• _YOUR TASK_: Pick out each line in the records below that contains the word "every", and copy those lines in full.

• _LISTED ENTRIES_:
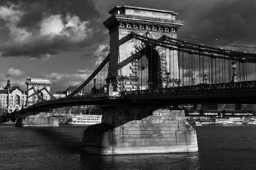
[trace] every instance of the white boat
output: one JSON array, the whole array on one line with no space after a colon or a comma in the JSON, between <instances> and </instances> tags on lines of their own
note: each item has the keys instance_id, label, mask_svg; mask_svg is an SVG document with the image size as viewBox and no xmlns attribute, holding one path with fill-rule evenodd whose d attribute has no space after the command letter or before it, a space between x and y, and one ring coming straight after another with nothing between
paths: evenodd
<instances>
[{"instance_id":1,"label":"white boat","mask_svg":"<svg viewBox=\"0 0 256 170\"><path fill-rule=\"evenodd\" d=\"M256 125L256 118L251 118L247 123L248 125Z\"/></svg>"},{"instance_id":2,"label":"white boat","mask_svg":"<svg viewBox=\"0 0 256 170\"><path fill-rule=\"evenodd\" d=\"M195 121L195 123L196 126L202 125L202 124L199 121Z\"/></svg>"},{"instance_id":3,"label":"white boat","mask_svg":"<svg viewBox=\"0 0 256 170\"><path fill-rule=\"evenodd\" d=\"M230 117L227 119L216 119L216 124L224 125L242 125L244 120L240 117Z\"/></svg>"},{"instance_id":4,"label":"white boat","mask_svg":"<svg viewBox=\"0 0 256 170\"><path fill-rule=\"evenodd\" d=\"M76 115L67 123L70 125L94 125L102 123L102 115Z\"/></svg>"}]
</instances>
* * *
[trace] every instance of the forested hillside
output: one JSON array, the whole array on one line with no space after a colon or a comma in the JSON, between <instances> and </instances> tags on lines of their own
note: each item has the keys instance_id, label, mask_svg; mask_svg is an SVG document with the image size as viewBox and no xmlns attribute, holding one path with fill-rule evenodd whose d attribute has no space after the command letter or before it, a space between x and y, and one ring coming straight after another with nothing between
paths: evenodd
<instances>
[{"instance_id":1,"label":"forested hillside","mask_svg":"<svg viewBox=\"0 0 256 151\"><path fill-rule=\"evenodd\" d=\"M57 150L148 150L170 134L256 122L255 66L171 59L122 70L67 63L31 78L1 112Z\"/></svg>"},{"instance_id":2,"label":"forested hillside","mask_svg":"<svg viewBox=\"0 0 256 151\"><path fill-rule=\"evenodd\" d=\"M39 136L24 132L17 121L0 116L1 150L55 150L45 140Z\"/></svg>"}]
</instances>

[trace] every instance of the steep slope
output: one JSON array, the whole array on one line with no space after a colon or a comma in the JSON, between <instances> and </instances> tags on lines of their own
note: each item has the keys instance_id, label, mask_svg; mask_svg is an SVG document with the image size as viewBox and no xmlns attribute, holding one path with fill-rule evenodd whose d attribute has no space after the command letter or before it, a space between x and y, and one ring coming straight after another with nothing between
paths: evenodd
* * *
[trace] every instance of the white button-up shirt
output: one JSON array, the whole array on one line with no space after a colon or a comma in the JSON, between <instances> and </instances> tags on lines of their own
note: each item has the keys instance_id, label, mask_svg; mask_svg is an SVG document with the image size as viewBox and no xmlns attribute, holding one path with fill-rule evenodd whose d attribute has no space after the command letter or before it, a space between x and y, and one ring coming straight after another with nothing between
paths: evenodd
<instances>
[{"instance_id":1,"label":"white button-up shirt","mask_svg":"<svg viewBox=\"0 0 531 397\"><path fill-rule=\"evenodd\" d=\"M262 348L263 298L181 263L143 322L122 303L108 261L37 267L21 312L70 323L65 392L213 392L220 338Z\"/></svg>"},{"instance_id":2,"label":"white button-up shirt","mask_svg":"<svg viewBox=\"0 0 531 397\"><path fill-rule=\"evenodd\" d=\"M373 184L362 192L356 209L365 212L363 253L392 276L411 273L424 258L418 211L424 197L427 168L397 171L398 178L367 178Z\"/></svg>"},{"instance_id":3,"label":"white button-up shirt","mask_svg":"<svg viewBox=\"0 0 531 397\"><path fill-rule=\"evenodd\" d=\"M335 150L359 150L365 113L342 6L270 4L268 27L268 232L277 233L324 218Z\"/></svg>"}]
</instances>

• _RESPONSE BELOW_:
[trace] every instance of the white boat
[trace] every instance of the forested hillside
[trace] every instance of the steep slope
[trace] every instance of the white button-up shirt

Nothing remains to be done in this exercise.